▶ _WORK TO BE COMPLETED_: Convert the rows below into a JSON list of strings, one string per line, skipping blank lines. Omit the pictures from the output.

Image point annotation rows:
= = = = =

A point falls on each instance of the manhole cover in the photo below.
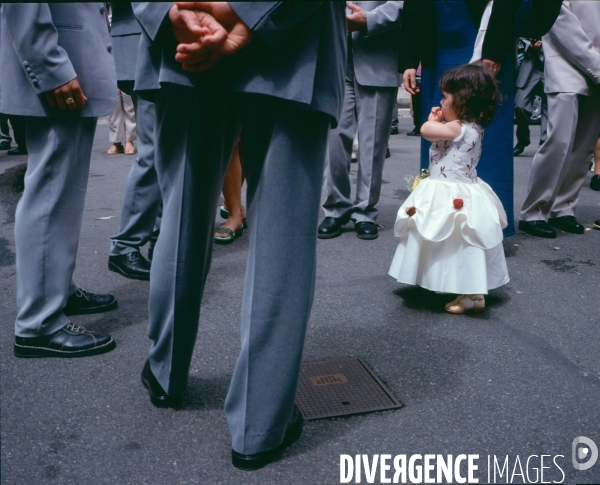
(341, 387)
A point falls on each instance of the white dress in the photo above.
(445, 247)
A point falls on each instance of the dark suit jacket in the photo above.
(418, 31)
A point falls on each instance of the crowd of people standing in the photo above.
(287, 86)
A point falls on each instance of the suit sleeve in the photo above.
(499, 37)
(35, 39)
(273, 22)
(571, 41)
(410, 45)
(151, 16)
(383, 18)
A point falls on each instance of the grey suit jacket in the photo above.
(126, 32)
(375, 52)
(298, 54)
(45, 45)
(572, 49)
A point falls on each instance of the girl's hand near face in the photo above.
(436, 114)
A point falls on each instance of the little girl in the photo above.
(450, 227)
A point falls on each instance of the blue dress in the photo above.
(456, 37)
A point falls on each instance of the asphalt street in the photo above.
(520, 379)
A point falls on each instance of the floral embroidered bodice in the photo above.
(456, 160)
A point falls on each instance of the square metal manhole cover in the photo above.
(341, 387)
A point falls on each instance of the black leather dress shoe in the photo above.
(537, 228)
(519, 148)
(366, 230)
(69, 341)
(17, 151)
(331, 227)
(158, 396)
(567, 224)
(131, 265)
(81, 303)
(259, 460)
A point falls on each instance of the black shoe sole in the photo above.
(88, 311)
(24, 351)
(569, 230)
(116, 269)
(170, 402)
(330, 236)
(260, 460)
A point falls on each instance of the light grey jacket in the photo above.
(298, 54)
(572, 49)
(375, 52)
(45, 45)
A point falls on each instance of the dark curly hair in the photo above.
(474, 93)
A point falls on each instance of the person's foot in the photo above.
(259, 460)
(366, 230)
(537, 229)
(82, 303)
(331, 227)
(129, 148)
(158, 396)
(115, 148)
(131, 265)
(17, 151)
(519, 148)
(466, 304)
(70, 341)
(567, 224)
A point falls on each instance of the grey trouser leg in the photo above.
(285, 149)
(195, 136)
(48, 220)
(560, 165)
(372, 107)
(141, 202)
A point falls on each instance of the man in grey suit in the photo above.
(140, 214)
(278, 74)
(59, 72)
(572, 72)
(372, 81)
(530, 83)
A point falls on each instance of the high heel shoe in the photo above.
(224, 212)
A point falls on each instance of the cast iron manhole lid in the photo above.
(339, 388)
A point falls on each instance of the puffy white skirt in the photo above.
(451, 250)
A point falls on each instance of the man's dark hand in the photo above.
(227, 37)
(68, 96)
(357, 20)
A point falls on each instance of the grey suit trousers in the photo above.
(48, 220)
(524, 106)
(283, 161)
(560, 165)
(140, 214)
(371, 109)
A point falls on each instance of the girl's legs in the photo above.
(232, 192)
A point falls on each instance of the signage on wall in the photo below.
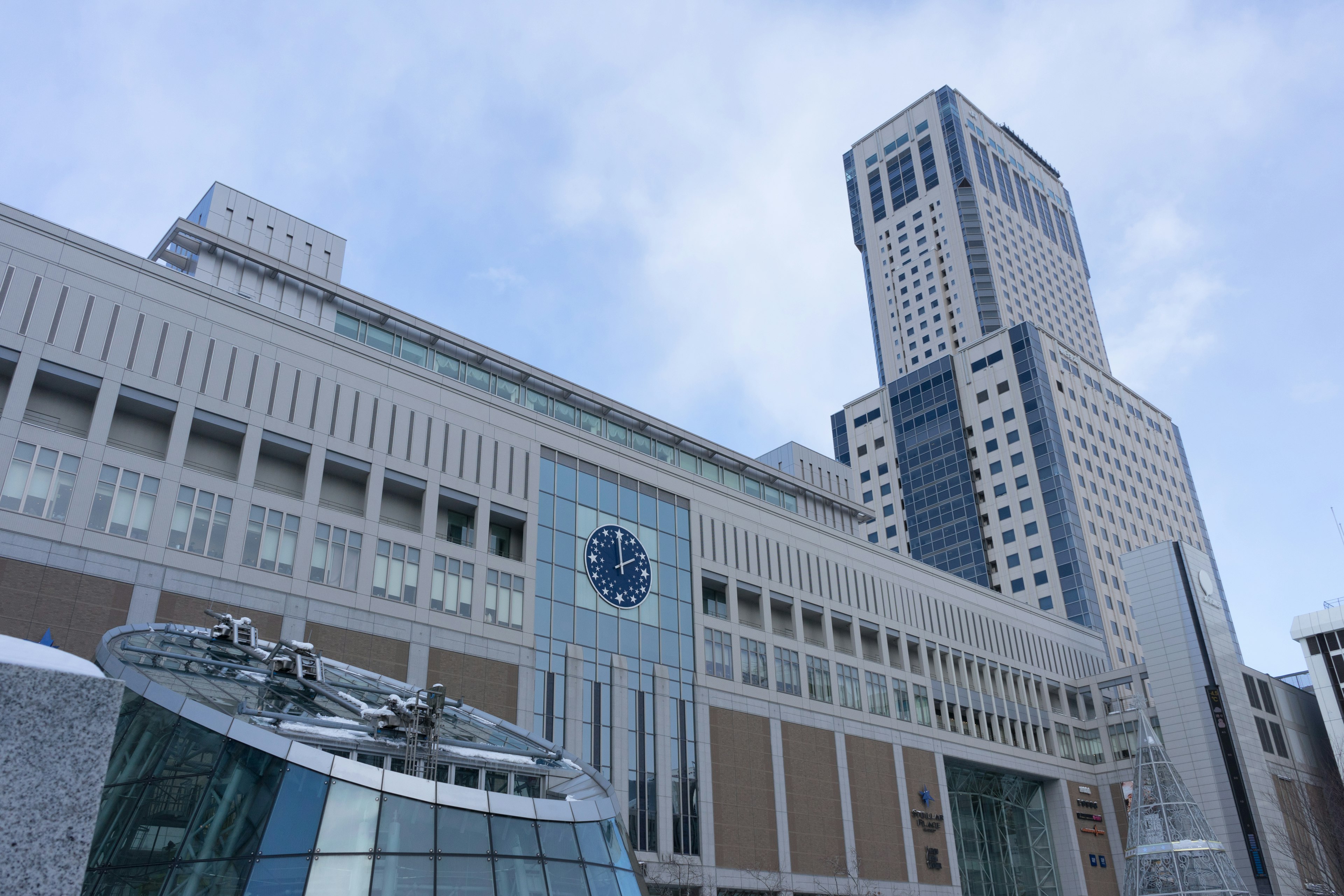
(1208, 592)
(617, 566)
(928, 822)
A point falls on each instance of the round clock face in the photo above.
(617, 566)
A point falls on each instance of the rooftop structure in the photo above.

= = = = =

▶ _ANSWER TO THIS PROBLEM_:
[
  "A point falls on each instance of the manhole cover in the photo below.",
  "(341, 387)",
  "A point falls on each instance of the white dress in the photo above.",
  "(445, 247)",
  "A point falls on each instance of the dark suit jacket in the photo above.",
  "(418, 31)",
  "A point falls on each instance of the crowd of people standing in the photo above.",
  "(287, 86)",
  "A point falls on each instance of the suit sleeve in the photo above.",
  "(499, 37)",
  "(35, 39)",
  "(273, 22)",
  "(571, 41)",
  "(410, 45)",
  "(151, 16)",
  "(383, 18)",
  "A point falls on each instance of the grey suit jacket in the photo above.",
  "(126, 32)",
  "(375, 52)",
  "(298, 54)",
  "(45, 45)",
  "(572, 49)",
  "A point falls on each instance of the girl's hand near face in the photo above.",
  "(436, 114)",
  "A point falls on each instance of the little girl in the photo above.",
  "(450, 227)",
  "A point falls on each instance of the blue dress in the photo above.",
  "(456, 37)",
  "A point falls on each instance of the asphalt street in the photo above.",
  "(520, 379)",
  "A point falls on each instance of the floral embroidered bodice in the photo above.",
  "(456, 160)",
  "A point falls on each instance of the square metal manhole cover in the photo above.",
  "(341, 387)",
  "A point falls on each instance of the black leather dress shoe in the photo above.",
  "(537, 228)",
  "(519, 148)",
  "(366, 230)",
  "(69, 341)",
  "(17, 151)",
  "(331, 227)",
  "(158, 396)",
  "(567, 224)",
  "(131, 265)",
  "(81, 303)",
  "(259, 460)",
  "A point falls on each instance of the black shoe sole in the photo above.",
  "(88, 311)",
  "(24, 351)",
  "(569, 230)",
  "(116, 269)",
  "(170, 402)",
  "(330, 236)",
  "(260, 460)",
  "A point falls on each instance of the light grey jacket in the photo above.",
  "(298, 54)",
  "(572, 49)",
  "(375, 52)",
  "(45, 45)",
  "A point falls on each instance of the dark curly hair in the photo above.",
  "(474, 93)",
  "A point falls on each instance of the person's foot in the photo above.",
  "(259, 460)",
  "(366, 230)",
  "(537, 229)",
  "(82, 303)",
  "(331, 227)",
  "(129, 148)",
  "(158, 396)",
  "(115, 148)",
  "(131, 265)",
  "(17, 151)",
  "(519, 148)",
  "(466, 304)",
  "(70, 341)",
  "(567, 224)",
  "A point falls on each instance of the grey trouser leg in the photo above.",
  "(285, 149)",
  "(195, 136)",
  "(48, 220)",
  "(560, 165)",
  "(372, 107)",
  "(141, 202)",
  "A point falls on each instance of the man in grey suit in the photo above.",
  "(140, 214)",
  "(278, 74)",
  "(59, 72)",
  "(572, 72)",
  "(372, 81)",
  "(530, 83)",
  "A point falls on each instance of the high heel shoe in the photo above.",
  "(224, 212)",
  "A point falls on each instance of the cast iron manhole lid in the photo above.",
  "(339, 388)",
  "A point falls on each instance of the puffy white skirt in the photo above.",
  "(451, 250)",
  "A point falls on each instance of the man's dark hand in the photo above.",
  "(227, 37)",
  "(68, 96)",
  "(357, 20)",
  "A point falls on each instance of the grey suit trousers in the photo above.",
  "(48, 220)",
  "(524, 106)",
  "(283, 161)",
  "(560, 165)",
  "(140, 214)",
  "(371, 109)",
  "A point falls on each instance of the girl's legs in the photo above.",
  "(232, 192)",
  "A point falls on each instance of the signage on wall in the photo below.",
  "(1208, 592)",
  "(617, 566)",
  "(928, 822)",
  "A point falls on each instance of the round clock face in the photo above.",
  "(617, 566)",
  "A point falls on each instance of the rooftop structure in the photo above."
]